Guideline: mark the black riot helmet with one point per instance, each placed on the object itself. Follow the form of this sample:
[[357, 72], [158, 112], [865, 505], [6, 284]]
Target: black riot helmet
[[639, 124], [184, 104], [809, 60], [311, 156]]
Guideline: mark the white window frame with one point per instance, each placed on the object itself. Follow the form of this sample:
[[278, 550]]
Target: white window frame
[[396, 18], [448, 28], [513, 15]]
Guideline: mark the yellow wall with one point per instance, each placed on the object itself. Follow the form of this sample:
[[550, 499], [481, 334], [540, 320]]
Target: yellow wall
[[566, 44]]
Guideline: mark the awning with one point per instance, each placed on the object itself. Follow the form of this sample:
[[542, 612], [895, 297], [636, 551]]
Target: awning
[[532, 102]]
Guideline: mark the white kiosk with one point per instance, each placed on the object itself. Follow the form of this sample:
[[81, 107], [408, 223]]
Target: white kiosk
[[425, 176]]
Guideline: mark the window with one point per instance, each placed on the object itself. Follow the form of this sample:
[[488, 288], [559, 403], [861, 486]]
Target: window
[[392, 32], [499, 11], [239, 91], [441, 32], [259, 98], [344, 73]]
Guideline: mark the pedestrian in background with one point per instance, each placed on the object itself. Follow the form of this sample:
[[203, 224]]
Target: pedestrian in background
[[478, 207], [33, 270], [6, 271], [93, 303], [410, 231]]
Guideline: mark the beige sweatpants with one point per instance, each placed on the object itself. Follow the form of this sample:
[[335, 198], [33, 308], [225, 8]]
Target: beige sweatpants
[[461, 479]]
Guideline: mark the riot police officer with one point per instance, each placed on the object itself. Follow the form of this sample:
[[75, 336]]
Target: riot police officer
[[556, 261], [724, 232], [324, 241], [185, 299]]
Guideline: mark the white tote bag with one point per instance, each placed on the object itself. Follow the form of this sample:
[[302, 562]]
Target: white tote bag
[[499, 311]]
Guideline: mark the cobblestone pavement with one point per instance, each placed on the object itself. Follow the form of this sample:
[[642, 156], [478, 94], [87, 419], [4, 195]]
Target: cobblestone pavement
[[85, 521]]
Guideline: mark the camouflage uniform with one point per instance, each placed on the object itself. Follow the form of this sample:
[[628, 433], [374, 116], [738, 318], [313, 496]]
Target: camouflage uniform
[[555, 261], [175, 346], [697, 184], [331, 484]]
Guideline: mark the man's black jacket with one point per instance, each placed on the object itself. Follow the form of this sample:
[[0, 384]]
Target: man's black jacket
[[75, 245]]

━━━━━━━━━━

[Short problem] Please reproduce everything above, from the start of the entries down to and including the line containing "[[532, 102]]", requests and all. Scale each answer coordinate by 0.35 and round it to a whole number, rounding halves up, while the requests and their format samples stay unchanged.

[Solution for this task]
Guideline: mark the black riot helmet with one point per instance, each placed on the object itself. Follow the form of this sample:
[[357, 72], [158, 112], [865, 505], [6, 284]]
Target: black riot helmet
[[224, 43], [64, 36], [283, 21], [109, 55]]
Guideline: mark the white window frame with one point per instance, each placed on the object itself. Follow the form of this sample:
[[278, 550]]
Target: white window frame
[[139, 6], [157, 10], [180, 5]]
Guideline: mark the yellow wall with one point per instance, each placed on the object itself. Follow the form of this sample:
[[550, 499], [481, 334], [540, 320]]
Target: yellow wall
[[198, 15]]
Guideline: mark the awning with one point per instance, each placed on the object itself. Follow the form of this sample:
[[542, 612], [895, 297], [636, 551]]
Target: awning
[[186, 36]]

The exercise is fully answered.